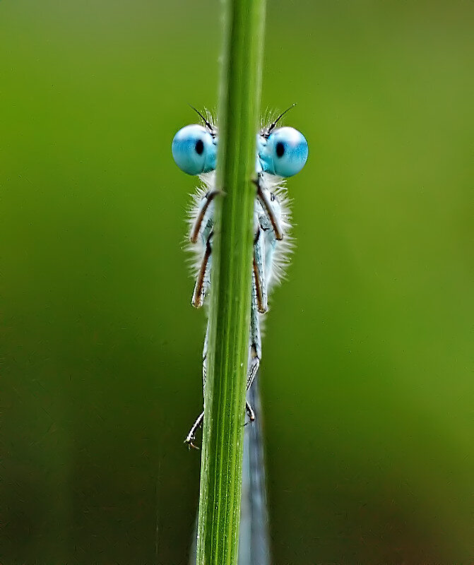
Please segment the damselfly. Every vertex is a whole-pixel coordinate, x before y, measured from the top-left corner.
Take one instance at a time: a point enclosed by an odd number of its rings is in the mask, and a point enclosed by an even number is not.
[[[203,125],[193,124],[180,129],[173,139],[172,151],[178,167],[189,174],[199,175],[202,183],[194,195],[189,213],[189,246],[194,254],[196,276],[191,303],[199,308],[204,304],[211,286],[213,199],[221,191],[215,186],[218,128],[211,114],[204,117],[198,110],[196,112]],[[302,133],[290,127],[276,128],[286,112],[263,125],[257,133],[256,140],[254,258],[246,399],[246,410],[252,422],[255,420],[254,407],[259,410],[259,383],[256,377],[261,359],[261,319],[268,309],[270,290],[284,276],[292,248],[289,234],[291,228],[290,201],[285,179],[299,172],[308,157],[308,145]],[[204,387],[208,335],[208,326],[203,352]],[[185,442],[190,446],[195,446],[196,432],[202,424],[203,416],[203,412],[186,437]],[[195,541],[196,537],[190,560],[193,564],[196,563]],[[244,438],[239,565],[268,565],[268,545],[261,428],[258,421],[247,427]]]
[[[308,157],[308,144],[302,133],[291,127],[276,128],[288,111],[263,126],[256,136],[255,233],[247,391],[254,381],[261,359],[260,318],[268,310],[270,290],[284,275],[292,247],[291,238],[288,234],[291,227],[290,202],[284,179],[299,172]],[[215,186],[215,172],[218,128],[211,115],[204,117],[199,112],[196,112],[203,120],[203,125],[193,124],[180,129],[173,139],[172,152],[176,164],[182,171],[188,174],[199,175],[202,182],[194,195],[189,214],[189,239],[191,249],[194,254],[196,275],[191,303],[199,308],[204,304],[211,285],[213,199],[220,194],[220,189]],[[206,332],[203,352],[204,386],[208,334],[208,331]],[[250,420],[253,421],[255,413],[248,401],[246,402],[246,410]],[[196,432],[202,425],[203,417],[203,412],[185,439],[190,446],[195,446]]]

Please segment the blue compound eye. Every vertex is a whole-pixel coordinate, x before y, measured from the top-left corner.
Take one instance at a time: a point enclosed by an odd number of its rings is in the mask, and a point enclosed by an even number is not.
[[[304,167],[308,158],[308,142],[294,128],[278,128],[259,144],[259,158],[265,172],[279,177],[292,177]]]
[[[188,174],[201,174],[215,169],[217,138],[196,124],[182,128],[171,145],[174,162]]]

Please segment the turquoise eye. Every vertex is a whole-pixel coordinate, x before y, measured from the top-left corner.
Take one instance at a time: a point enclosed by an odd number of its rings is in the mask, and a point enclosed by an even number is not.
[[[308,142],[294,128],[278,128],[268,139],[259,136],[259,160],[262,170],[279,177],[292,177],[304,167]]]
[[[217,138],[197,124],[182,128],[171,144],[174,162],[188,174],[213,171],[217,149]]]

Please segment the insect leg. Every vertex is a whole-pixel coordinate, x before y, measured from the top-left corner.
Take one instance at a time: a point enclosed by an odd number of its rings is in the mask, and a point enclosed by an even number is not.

» **To do**
Can you give all the items above again with "top-left corner" swapped for "upper-left corner" and everything else unchanged, leaving out the pictures?

» **Problem solution**
Please segment the damselfly. Every vertex is a whole-pixel coordinate, x before y, measured from the upper-left corner.
Take one instance at a time: a point enclosed by an odd number of its rings is in the mask, and a point enclosed by an even number is not.
[[[203,125],[193,124],[180,129],[173,139],[172,151],[178,167],[189,174],[199,175],[202,183],[194,195],[189,213],[189,246],[194,254],[196,276],[191,303],[199,308],[204,304],[211,286],[213,199],[221,191],[215,186],[218,128],[211,114],[204,117],[198,110],[196,112]],[[302,133],[290,127],[276,128],[286,112],[263,125],[257,133],[256,140],[254,258],[246,399],[246,410],[252,422],[255,420],[254,407],[259,410],[259,383],[256,377],[261,359],[261,319],[268,309],[270,290],[284,276],[292,248],[289,234],[291,228],[290,201],[285,179],[299,172],[308,157],[308,145]],[[204,387],[208,335],[208,326],[203,352]],[[185,442],[190,446],[195,446],[196,432],[202,424],[203,416],[203,412],[186,437]],[[195,541],[196,537],[190,560],[193,564],[196,563]],[[244,438],[239,565],[268,565],[268,545],[261,428],[258,421],[247,427]]]
[[[308,157],[308,144],[302,133],[291,127],[276,128],[288,111],[263,126],[256,136],[255,233],[247,391],[254,381],[261,359],[260,318],[268,310],[270,290],[284,275],[292,247],[291,238],[288,234],[291,227],[290,202],[284,179],[299,172]],[[215,186],[215,172],[218,128],[211,115],[204,117],[199,112],[196,112],[203,120],[203,125],[193,124],[180,129],[173,139],[172,152],[176,164],[182,171],[188,174],[199,175],[202,182],[194,195],[189,214],[189,239],[191,249],[194,254],[196,275],[191,303],[199,308],[204,304],[211,285],[213,199],[220,194],[220,189]],[[206,332],[203,352],[204,386],[208,334],[208,331]],[[250,420],[253,421],[255,413],[248,401],[246,402],[246,410]],[[196,432],[202,425],[203,417],[203,412],[185,439],[190,446],[195,446]]]

Please segment the blue compound eye. Every vertex is a whole-pixel coordinate, x before y, measured from the upper-left corner.
Take one instance at a time: a point enclosed by an odd number of its rings is in the mask, and a point enclosed by an even number is not.
[[[304,167],[308,158],[308,142],[294,128],[278,128],[259,144],[259,158],[265,172],[279,177],[292,177]]]
[[[188,174],[201,174],[215,169],[217,138],[196,124],[182,128],[171,145],[174,162]]]

Please segment the turquoise eye. Every vertex is a whole-pixel coordinate, x before y, measured from the upper-left corner.
Take one instance at a time: a point enclosed by an odd number of its rings is in the mask, and a point enclosed by an even number is not.
[[[308,142],[294,128],[278,128],[268,139],[259,136],[259,160],[262,170],[279,177],[292,177],[304,167]]]
[[[217,138],[197,124],[182,128],[171,144],[174,162],[188,174],[213,171],[217,149]]]

Please segment the insect leg. Every vertex is a whole-pixel coordinate, x before y, measured from the upper-left corner.
Take one instance at a time: a point enclosed by an odd number of its rings is in the mask, and a point enclosed by an even number is not.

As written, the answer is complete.